START RECORDED DATA
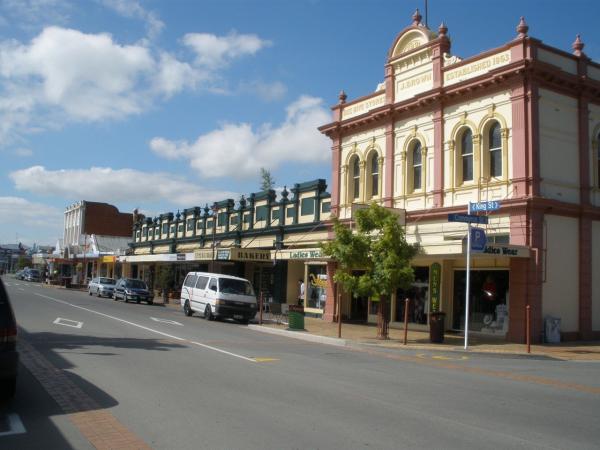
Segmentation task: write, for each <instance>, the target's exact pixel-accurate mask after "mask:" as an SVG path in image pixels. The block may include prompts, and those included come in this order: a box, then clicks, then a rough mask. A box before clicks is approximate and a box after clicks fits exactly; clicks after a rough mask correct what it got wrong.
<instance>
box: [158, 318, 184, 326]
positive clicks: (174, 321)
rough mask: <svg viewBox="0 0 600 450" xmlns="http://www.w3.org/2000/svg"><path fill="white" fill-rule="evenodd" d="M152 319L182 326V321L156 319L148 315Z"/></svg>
mask: <svg viewBox="0 0 600 450" xmlns="http://www.w3.org/2000/svg"><path fill="white" fill-rule="evenodd" d="M150 318H151V319H152V320H154V321H155V322H161V323H168V324H170V325H179V326H180V327H182V326H183V324H182V323H179V322H175V321H174V320H169V319H158V318H156V317H150Z"/></svg>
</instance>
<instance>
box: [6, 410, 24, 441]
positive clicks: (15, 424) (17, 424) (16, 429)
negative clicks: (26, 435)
mask: <svg viewBox="0 0 600 450" xmlns="http://www.w3.org/2000/svg"><path fill="white" fill-rule="evenodd" d="M8 427H9V430H8V431H3V432H1V433H0V436H8V435H9V434H22V433H26V432H27V430H25V425H23V422H21V418H20V417H19V415H18V414H15V413H10V414H8Z"/></svg>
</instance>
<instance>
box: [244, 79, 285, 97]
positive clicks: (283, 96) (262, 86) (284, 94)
mask: <svg viewBox="0 0 600 450" xmlns="http://www.w3.org/2000/svg"><path fill="white" fill-rule="evenodd" d="M240 90H241V91H242V92H249V93H252V94H256V95H257V96H258V97H259V98H260V99H262V100H264V101H267V102H272V101H275V100H281V99H282V98H283V97H284V96H285V94H286V93H287V87H286V85H285V84H283V83H281V82H280V81H275V82H273V83H265V82H263V81H253V82H250V83H242V84H241V85H240Z"/></svg>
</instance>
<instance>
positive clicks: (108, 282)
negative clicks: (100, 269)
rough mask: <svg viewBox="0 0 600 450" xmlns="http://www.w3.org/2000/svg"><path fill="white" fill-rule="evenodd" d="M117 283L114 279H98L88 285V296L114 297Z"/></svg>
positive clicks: (105, 278) (98, 278)
mask: <svg viewBox="0 0 600 450" xmlns="http://www.w3.org/2000/svg"><path fill="white" fill-rule="evenodd" d="M116 283H117V281H116V280H115V279H114V278H106V277H96V278H92V281H90V282H89V284H88V294H90V295H93V294H96V295H97V296H98V297H112V294H113V292H114V290H115V284H116Z"/></svg>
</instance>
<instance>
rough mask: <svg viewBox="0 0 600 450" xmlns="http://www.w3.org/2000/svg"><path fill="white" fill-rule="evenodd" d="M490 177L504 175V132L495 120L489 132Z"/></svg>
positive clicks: (498, 124)
mask: <svg viewBox="0 0 600 450" xmlns="http://www.w3.org/2000/svg"><path fill="white" fill-rule="evenodd" d="M488 145H489V152H490V154H489V157H490V177H501V176H502V133H501V130H500V124H499V123H498V122H495V123H494V124H493V125H492V126H491V127H490V131H489V134H488Z"/></svg>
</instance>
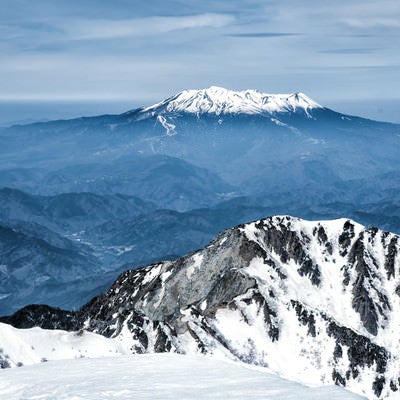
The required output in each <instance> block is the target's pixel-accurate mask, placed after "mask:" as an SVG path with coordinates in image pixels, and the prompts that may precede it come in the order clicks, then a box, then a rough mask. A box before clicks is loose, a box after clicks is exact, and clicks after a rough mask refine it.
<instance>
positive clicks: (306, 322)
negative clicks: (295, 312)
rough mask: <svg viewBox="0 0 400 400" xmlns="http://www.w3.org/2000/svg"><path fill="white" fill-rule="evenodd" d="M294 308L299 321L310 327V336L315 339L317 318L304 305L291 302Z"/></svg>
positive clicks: (308, 329)
mask: <svg viewBox="0 0 400 400" xmlns="http://www.w3.org/2000/svg"><path fill="white" fill-rule="evenodd" d="M291 303H292V306H293V307H294V309H295V310H296V315H297V318H298V320H299V321H300V322H301V323H302V324H303V325H307V326H308V334H309V335H311V336H313V337H315V336H316V331H315V318H314V314H313V313H312V312H309V311H307V309H306V308H304V307H303V305H302V304H301V303H300V302H298V301H295V300H291Z"/></svg>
END RECORDED DATA
> [EXERCISE AIM]:
Leave out the images and copy all remaining data word for word.

> [EXERCISE OUTPUT]:
Segmentation task: write, for each <instance>, the target's exact pixel-accurate mask after "mask:" as an SVG path in image pixels. The block may include prompts, and those included come in this order: a box, then clicks, then a rough mask. A box before clicks is approximate and a box after clicks fits exactly; clicks after a rough mask correct what it got wrong.
<instance>
box: [158, 318, 184, 326]
positive clicks: (174, 321)
rough mask: <svg viewBox="0 0 600 450" xmlns="http://www.w3.org/2000/svg"><path fill="white" fill-rule="evenodd" d="M152 319L182 326V321L156 319L148 315Z"/></svg>
mask: <svg viewBox="0 0 600 450" xmlns="http://www.w3.org/2000/svg"><path fill="white" fill-rule="evenodd" d="M150 318H151V319H152V320H154V321H155V322H161V323H168V324H170V325H179V326H180V327H182V326H183V324H182V323H179V322H175V321H174V320H169V319H158V318H156V317H150Z"/></svg>
</instance>
<instance>
box: [6, 410, 24, 441]
positive clicks: (15, 424) (17, 424) (16, 429)
negative clicks: (26, 435)
mask: <svg viewBox="0 0 600 450" xmlns="http://www.w3.org/2000/svg"><path fill="white" fill-rule="evenodd" d="M8 427H9V430H8V431H3V432H1V433H0V436H8V435H9V434H22V433H26V432H27V430H25V425H23V422H21V418H20V417H19V415H18V414H15V413H10V414H8Z"/></svg>
</instance>
<instance>
box: [244, 79, 285, 97]
positive clicks: (283, 96) (262, 86) (284, 94)
mask: <svg viewBox="0 0 600 450" xmlns="http://www.w3.org/2000/svg"><path fill="white" fill-rule="evenodd" d="M240 90H241V91H242V92H249V93H252V94H256V95H257V96H258V97H259V98H260V99H262V100H264V101H267V102H272V101H275V100H281V99H282V98H283V97H284V96H285V94H286V93H287V87H286V85H285V84H283V83H281V82H280V81H275V82H273V83H265V82H263V81H253V82H250V83H242V84H241V85H240Z"/></svg>
</instance>
<instance>
positive clicks: (108, 282)
negative clicks: (100, 269)
rough mask: <svg viewBox="0 0 600 450" xmlns="http://www.w3.org/2000/svg"><path fill="white" fill-rule="evenodd" d="M117 283L114 279H98L88 285V296L114 297Z"/></svg>
positive clicks: (105, 278) (98, 278)
mask: <svg viewBox="0 0 600 450" xmlns="http://www.w3.org/2000/svg"><path fill="white" fill-rule="evenodd" d="M116 283H117V281H116V280H115V279H114V278H106V277H96V278H92V281H90V282H89V284H88V294H90V295H93V294H96V295H97V296H98V297H112V294H113V292H114V290H115V284H116Z"/></svg>
</instance>
<instance>
rough mask: <svg viewBox="0 0 600 450" xmlns="http://www.w3.org/2000/svg"><path fill="white" fill-rule="evenodd" d="M490 177L504 175V132L495 120L489 132Z"/></svg>
positive clicks: (498, 124)
mask: <svg viewBox="0 0 600 450" xmlns="http://www.w3.org/2000/svg"><path fill="white" fill-rule="evenodd" d="M488 145H489V152H490V154H489V157H490V177H501V176H502V133H501V130H500V124H499V123H498V122H495V123H494V124H493V125H492V126H491V127H490V131H489V134H488Z"/></svg>
</instance>
The required output in each <instance> block is the target's pixel-accurate mask, placed after "mask:" as an SVG path with coordinates in image pixels, and the prompts that may precede it come in the order clicks, then a box, then a rough mask. A box before clicks is loose, a box after clicks is exact, and clicks after a rough mask refine it.
<instance>
positive clicks: (306, 322)
negative clicks: (295, 312)
rough mask: <svg viewBox="0 0 400 400" xmlns="http://www.w3.org/2000/svg"><path fill="white" fill-rule="evenodd" d="M294 308L299 321L310 327V336L315 339L317 318L304 305L291 302Z"/></svg>
positive clicks: (308, 329)
mask: <svg viewBox="0 0 400 400" xmlns="http://www.w3.org/2000/svg"><path fill="white" fill-rule="evenodd" d="M291 303H292V306H293V307H294V309H295V310H296V315H297V318H298V320H299V321H300V322H301V323H302V324H303V325H307V326H308V334H309V335H311V336H313V337H315V336H316V331H315V318H314V314H313V313H312V312H309V311H307V309H306V308H304V307H303V305H302V304H301V303H300V302H298V301H295V300H291Z"/></svg>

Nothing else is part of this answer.